The reason I chose to write today is because there’s one specific area of our industry that I’m concerned about and need to draw attention to. That’s the emergence of tomorrow’s sports radio program directors.
If you work in or follow this business, can you recall a year during the past decade where we saw more programming changes in sports radio than this one? I can’t. WFAN in New York, WEEI in Boston, KNBR in San Francisco, WIP in Philadelphia, Arizona Sports 98.7 in Phoenix, ESPN 97.5 in Houston, 93.7 The Fan in Pittsburgh, 750 The Game in Portland, ESPN 94.5 in Milwaukee, The Fan in Indianapolis, 107.5 The Game in Columbia, ESPN Las Vegas, 1620 The Zone in Omaha, and 98.1 The Sports Animal in Oklahoma City have or are soon to undergo PD changes. This follows a year where 101 ESPN in St. Louis, 104.5 The Zone in Nashville, WFNZ in Charlotte, and 680 The Fan and 92.9 The Game in Atlanta changed programming leaders. 98.5 The Sports Hub in Boston, ESPN 1000 in Chicago, 710 ESPN in Seattle, and ESPN LA 710 went thru changes too in the fall of 2019.
Twenty three brands undergoing change at the top of a station’s programming department in that short period of a time is an eye opener. But what really stands out are the lack of new faces to arrive on the PD scene let alone even come up during the interviewing process.
For every Rick Radzik, Amanda Brown, Kyle Brown and Qiant Myers who were elevated to PD positions over the past two years, there are proven leaders like Kevin Graham, Jeff Rickard, Tommy Mattern, and Terry Foxx who’ve landed in new situations. Those folks absolutely deserve those positions, so let me be clear, proven PD’s should always be valued. As I’ve told many decision makers before, a great PD is a difference maker. The film industry pays big money for Steven Spielberg, Martin Scorcese and Quintin Tarrantino because their track record highlights their abilities to deliver box office hits. Proven PD’s who can do the same for a radio station deserve similar respect.
But if you’re a younger person looking to advance your career into a programming role today, how do you take that next step let alone earn the nod when more experienced people want the same gig? Who’s advocating on your behalf? How would a corporate executive or market manager know that a producer, board op, promotions director or part-time host is capable of becoming the next great programmer?
Better yet, how does any corporate executive or market manager running a local brand know anything about your management style, vision, multi-platform skills, ability to lead people and work with multiple departments, and create exciting content, events and promotions if you’re working for another company in a different city? Here’s the answer, most times, they don’t. You apply for the job, your resume and email arrives in their inbox, which leads to them asking others about you. If someone you’ve crossed paths with says something good about you, you might get a call. If not, your materials go on file should the station have future needs.
Having led PD searches for a number of brands the past few years, I think the first step is finding out who’s interested in growing. Does anyone know of your desire to one day lead a brand besides the host you work with and the programmer you work for? Who have you sought out to gain knowledge and mentorship from outside of your building? Are you counting on an internal promotion to become a leader or assuming your PD will hype you up to potential employers? What are you doing to make sure the right people know you’re hungry to take the next step and you’re ready to go wherever an opportunity exists?

- [Dataset entries]

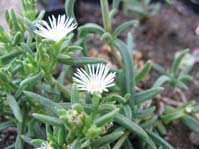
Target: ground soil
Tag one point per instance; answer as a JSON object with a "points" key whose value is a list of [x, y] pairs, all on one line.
{"points": [[158, 39]]}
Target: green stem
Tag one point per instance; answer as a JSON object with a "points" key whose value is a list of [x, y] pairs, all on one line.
{"points": [[121, 140], [53, 82], [115, 55], [96, 101], [125, 7], [105, 15]]}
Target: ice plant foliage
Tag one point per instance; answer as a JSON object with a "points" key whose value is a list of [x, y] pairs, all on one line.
{"points": [[97, 79], [45, 145], [57, 29]]}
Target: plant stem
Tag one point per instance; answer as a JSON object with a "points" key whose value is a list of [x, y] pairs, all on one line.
{"points": [[121, 140], [125, 7], [53, 82], [105, 15], [115, 55]]}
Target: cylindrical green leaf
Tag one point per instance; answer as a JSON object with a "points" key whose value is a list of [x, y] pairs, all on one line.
{"points": [[130, 125], [15, 107], [106, 118], [48, 119]]}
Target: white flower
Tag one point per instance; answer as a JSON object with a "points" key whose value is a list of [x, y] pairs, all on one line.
{"points": [[98, 78], [56, 29], [187, 61]]}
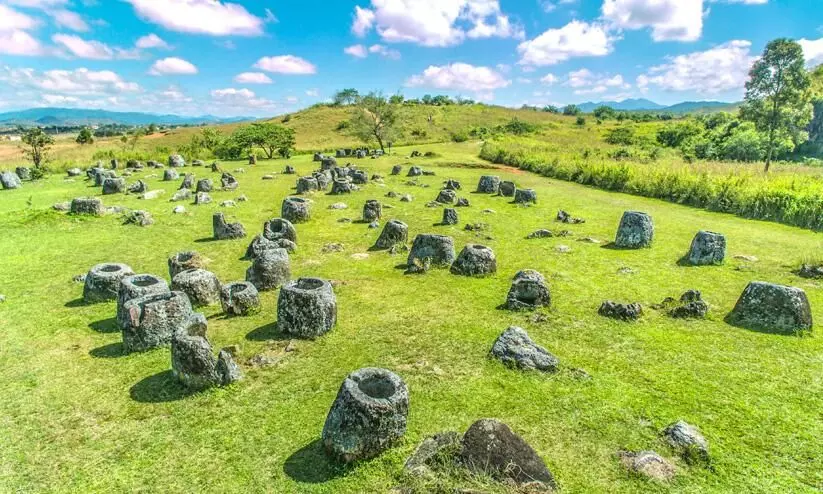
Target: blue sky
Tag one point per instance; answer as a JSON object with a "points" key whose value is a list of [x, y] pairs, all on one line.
{"points": [[258, 58]]}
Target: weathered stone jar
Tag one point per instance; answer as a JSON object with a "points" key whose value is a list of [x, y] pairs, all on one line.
{"points": [[151, 321], [306, 308], [395, 232], [103, 282], [136, 286], [269, 270], [636, 231], [475, 260], [439, 249], [368, 415]]}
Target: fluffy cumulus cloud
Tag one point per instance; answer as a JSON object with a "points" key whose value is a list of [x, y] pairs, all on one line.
{"points": [[813, 51], [361, 51], [252, 78], [210, 17], [434, 22], [722, 68], [74, 82], [669, 20], [286, 64], [172, 66], [586, 82], [481, 81], [575, 39], [240, 99], [150, 41]]}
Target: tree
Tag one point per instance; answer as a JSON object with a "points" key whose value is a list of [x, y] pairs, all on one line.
{"points": [[271, 138], [346, 97], [604, 112], [374, 120], [571, 110], [777, 94], [37, 144], [85, 136]]}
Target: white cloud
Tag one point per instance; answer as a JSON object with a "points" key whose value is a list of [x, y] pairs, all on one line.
{"points": [[81, 48], [286, 64], [69, 19], [78, 82], [210, 17], [357, 51], [252, 78], [434, 22], [19, 43], [549, 79], [813, 51], [669, 20], [243, 98], [575, 39], [722, 68], [363, 21], [151, 41], [460, 77], [172, 66]]}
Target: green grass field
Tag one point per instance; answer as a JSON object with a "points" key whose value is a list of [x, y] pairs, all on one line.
{"points": [[77, 415]]}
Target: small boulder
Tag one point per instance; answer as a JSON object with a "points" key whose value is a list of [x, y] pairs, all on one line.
{"points": [[515, 349]]}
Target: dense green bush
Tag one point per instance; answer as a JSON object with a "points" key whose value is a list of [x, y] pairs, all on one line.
{"points": [[792, 200]]}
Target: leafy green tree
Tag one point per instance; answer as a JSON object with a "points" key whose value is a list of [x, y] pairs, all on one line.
{"points": [[37, 145], [85, 136], [269, 137], [346, 97], [374, 120], [571, 110], [777, 95], [604, 112]]}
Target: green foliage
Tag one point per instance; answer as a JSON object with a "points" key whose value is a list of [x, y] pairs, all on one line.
{"points": [[604, 112], [571, 110], [777, 95], [85, 137], [621, 136], [37, 145], [374, 120]]}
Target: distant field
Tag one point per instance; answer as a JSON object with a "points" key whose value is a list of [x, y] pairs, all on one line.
{"points": [[77, 415]]}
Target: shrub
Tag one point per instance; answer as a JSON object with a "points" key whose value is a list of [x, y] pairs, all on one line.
{"points": [[621, 136]]}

- [To do] Can you rewrite the paragraph in the sports radio program directors text that begins "Better yet, how does any corporate executive" more briefly, keeping its main facts?

- [Response to this exercise] If you work for another company in a different city, a corporate executive or market manager running a local brand usually knows nothing about your management style, vision, multi-platform skills, leadership, work across departments, or ability to create exciting content, events and promotions. When you apply, your resume and email land in their inbox, and they ask others about you. A good word from someone you've crossed paths with might get you a call. Otherwise, your materials go on file in case the station has future needs.